-- Records for this exercise --
***

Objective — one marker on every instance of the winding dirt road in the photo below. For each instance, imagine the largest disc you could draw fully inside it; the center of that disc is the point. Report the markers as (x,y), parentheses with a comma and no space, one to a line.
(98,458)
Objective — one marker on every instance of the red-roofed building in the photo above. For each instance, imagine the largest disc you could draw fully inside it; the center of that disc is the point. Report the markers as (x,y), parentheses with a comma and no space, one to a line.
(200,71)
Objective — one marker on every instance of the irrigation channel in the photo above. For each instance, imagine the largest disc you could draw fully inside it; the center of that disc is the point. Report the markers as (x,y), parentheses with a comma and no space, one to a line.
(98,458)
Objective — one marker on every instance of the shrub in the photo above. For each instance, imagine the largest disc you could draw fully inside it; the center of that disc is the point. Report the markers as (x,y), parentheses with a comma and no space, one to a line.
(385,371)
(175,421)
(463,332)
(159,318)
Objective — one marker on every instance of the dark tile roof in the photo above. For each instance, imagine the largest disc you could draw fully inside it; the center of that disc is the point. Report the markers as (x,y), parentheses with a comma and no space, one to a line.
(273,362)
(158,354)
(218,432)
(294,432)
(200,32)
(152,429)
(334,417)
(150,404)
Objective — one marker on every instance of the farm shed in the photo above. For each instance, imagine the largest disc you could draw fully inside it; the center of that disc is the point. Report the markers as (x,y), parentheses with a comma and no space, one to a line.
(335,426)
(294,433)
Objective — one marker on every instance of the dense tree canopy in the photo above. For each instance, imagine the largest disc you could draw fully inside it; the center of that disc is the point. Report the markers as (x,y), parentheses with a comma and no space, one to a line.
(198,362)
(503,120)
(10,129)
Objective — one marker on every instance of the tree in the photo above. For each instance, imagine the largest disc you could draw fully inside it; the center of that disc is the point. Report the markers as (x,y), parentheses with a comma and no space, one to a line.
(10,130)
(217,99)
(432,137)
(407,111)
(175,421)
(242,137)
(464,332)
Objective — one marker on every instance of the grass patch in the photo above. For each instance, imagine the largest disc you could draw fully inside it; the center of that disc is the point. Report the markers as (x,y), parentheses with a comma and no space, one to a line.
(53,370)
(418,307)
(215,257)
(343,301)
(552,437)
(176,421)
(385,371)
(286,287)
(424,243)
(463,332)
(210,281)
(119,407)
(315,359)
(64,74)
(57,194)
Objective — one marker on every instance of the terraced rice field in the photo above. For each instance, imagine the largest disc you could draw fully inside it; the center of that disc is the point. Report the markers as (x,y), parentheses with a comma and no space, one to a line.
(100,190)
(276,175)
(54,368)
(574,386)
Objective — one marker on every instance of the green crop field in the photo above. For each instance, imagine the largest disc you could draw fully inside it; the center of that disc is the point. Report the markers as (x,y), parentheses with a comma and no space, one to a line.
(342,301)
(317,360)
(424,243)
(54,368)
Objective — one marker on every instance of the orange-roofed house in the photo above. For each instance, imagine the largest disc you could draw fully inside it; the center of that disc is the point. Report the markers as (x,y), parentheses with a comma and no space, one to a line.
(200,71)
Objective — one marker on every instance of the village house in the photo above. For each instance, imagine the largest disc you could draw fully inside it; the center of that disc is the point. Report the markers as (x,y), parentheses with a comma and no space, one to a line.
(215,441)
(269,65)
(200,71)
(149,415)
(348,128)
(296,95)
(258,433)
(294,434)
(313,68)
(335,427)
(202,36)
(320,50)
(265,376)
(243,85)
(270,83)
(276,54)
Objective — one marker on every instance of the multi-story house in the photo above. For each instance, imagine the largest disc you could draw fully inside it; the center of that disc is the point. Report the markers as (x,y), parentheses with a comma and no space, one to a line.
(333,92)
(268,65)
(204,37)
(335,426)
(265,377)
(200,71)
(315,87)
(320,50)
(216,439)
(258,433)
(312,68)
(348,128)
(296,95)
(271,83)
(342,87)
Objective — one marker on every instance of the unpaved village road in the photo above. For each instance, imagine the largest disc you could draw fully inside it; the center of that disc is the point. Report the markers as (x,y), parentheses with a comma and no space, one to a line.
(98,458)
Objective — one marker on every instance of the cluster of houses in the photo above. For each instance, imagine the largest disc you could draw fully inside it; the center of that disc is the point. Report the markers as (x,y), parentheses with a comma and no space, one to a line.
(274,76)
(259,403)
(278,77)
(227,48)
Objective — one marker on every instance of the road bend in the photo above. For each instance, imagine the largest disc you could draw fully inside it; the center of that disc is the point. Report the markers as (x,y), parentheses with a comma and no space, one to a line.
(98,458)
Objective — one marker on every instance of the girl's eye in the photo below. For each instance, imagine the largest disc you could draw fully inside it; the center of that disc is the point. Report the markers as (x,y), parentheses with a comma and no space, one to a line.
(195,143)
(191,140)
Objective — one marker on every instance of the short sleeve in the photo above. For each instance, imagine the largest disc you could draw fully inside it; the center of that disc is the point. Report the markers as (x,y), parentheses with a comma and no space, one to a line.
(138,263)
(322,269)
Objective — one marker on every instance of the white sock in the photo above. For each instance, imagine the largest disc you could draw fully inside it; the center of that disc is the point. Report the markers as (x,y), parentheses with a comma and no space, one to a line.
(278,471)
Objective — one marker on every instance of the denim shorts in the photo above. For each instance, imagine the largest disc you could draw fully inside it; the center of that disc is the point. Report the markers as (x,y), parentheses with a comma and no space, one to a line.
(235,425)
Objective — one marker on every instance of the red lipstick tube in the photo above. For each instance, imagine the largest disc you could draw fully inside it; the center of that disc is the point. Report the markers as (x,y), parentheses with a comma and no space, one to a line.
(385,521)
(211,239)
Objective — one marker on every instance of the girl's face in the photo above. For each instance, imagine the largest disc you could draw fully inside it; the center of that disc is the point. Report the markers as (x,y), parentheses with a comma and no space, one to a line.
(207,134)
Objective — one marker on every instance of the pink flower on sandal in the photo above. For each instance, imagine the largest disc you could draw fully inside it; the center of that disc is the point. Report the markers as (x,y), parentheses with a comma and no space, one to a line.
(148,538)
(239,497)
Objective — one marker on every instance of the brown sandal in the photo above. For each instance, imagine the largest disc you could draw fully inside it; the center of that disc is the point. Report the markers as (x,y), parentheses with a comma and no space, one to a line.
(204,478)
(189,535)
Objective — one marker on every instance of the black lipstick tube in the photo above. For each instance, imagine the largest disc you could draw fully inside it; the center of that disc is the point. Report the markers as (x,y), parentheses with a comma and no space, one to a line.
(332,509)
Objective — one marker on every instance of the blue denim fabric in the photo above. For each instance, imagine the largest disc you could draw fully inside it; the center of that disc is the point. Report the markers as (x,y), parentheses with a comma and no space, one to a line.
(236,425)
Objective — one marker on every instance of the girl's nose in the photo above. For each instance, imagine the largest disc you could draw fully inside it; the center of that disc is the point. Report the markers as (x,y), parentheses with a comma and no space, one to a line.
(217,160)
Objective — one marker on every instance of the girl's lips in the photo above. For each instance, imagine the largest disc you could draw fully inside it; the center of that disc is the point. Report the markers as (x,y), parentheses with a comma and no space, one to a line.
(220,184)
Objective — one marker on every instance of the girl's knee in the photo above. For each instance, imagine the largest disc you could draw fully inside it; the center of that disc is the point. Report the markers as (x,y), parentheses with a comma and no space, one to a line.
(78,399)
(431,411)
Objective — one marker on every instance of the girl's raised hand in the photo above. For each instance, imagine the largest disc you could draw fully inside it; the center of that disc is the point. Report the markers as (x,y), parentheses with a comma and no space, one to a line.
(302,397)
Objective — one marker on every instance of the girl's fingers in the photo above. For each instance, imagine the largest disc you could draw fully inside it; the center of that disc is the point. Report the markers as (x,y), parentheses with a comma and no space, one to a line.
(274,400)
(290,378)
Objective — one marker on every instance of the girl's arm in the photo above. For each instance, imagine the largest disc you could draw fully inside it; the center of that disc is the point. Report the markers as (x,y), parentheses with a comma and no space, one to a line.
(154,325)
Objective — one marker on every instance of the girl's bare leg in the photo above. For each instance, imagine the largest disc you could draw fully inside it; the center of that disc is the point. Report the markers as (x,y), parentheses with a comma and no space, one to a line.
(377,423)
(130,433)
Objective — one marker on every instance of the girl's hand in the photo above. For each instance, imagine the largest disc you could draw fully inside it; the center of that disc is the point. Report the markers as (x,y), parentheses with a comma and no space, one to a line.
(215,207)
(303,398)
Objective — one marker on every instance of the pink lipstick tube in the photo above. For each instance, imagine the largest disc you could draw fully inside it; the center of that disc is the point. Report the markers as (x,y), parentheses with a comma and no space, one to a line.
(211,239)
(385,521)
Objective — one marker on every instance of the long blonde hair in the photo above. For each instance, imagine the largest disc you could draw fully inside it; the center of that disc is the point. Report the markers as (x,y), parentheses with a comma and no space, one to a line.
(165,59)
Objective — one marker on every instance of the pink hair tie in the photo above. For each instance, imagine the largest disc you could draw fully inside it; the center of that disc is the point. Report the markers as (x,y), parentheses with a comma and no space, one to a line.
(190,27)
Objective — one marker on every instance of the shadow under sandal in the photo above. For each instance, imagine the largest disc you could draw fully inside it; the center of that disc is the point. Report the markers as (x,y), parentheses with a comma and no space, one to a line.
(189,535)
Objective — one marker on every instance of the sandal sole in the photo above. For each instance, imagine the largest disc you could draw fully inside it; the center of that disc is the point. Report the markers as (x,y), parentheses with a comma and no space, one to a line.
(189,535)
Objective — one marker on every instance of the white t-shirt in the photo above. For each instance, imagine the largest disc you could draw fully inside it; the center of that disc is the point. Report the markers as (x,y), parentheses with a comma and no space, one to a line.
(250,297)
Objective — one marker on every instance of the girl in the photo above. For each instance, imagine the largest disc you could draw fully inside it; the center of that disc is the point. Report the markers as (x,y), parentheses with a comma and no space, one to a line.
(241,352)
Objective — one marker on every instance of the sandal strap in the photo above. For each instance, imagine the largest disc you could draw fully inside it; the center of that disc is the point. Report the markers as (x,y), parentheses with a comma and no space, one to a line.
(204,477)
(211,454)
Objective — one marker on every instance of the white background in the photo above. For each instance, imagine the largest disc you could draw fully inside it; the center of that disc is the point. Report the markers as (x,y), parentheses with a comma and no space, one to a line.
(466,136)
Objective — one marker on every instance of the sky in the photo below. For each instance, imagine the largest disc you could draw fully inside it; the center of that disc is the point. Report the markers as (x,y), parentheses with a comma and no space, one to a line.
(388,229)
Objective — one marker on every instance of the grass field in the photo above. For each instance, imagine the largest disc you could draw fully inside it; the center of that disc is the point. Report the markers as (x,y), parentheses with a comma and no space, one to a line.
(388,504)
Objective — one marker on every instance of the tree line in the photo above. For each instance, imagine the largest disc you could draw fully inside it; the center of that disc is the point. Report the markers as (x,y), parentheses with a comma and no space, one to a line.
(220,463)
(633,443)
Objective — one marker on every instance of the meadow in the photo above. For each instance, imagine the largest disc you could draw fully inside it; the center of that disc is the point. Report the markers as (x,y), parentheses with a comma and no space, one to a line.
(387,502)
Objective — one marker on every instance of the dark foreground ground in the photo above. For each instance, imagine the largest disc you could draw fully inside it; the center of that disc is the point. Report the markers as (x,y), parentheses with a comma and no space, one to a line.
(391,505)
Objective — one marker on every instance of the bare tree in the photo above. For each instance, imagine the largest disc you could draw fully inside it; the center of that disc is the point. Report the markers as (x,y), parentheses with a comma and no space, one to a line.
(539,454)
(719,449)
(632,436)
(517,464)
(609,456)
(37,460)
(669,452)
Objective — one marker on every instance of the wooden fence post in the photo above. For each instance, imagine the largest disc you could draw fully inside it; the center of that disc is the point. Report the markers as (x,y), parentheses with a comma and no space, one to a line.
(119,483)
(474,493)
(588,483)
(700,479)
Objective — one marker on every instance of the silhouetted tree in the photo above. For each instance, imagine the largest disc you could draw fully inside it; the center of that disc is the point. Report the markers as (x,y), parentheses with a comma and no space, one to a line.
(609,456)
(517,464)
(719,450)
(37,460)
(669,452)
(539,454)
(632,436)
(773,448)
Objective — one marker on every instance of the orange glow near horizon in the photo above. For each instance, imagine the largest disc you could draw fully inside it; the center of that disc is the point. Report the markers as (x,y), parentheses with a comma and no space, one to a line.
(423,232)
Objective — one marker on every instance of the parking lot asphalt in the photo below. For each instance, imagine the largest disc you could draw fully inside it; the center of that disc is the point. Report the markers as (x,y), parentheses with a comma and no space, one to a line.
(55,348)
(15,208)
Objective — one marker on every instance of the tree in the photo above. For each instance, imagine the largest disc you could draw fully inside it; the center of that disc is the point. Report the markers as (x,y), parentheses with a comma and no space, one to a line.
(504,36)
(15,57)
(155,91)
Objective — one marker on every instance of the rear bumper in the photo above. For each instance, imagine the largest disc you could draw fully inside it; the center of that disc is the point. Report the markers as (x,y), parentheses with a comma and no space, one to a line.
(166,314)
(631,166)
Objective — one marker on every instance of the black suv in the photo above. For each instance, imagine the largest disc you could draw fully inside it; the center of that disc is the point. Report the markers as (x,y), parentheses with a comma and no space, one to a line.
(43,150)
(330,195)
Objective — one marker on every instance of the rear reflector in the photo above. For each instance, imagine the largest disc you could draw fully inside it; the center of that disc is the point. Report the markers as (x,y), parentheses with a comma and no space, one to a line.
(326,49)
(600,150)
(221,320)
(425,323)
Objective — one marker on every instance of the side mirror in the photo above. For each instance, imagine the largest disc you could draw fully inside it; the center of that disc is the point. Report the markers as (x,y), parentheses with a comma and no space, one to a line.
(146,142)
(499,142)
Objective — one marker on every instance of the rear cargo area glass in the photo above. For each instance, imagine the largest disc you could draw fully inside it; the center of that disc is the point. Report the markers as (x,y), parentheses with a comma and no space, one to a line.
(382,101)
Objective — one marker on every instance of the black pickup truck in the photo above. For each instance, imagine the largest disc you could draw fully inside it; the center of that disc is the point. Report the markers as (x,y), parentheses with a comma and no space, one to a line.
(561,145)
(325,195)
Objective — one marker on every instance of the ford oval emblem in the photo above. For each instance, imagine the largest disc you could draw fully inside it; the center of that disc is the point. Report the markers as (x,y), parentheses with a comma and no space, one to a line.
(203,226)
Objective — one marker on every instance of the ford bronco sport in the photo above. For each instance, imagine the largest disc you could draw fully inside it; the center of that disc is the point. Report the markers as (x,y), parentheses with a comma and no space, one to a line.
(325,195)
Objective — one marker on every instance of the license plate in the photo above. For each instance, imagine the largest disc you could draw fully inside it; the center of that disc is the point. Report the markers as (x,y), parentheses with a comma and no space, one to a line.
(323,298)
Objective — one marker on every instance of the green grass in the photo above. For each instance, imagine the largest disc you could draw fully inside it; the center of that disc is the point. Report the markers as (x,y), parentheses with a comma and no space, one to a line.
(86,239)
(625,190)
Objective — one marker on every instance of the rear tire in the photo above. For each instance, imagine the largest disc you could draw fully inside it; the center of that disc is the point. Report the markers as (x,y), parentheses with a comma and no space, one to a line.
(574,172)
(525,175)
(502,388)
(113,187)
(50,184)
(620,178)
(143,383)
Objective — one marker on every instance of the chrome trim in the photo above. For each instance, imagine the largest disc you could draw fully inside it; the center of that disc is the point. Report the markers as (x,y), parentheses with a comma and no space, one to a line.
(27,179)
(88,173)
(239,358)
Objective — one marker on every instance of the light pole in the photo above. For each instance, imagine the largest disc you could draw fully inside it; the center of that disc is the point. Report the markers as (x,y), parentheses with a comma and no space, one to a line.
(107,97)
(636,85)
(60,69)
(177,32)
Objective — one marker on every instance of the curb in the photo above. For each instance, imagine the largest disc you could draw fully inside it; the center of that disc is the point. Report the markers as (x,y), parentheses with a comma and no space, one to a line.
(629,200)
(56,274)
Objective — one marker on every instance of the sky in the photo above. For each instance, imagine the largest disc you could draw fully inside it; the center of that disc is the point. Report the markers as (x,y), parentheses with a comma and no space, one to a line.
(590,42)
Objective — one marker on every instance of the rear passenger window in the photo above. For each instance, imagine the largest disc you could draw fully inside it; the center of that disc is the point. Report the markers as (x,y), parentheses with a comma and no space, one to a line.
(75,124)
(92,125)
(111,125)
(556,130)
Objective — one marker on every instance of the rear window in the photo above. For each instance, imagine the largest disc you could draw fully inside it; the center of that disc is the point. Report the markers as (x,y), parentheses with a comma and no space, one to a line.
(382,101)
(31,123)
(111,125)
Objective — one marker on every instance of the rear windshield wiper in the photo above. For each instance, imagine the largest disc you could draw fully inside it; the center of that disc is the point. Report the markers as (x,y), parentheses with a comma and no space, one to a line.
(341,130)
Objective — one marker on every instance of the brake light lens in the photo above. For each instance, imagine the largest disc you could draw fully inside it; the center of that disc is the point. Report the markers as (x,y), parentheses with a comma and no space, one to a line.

***

-- Stated goal --
Give back, exactly as written, the lines from the one with "Objective — one marker on every instance of the rear windshield" to the last line.

-- Correct result --
Objective — one marker on every instance of the rear windshield wiper in the photo above. For each instance, imagine the largest disc you could draw fully inside it; the center of that disc is the point. Report the markers as (x,y), parentheses with a comma and no space, one to a line.
(341,130)
Objective — one marker on every instance of the brake light lens in the photo above. For each instance, imagine the largest disc you could draw fully inside it; the center of that disc is the point. Report the markers as (x,y), parentheses with a comma and no space, one to a line.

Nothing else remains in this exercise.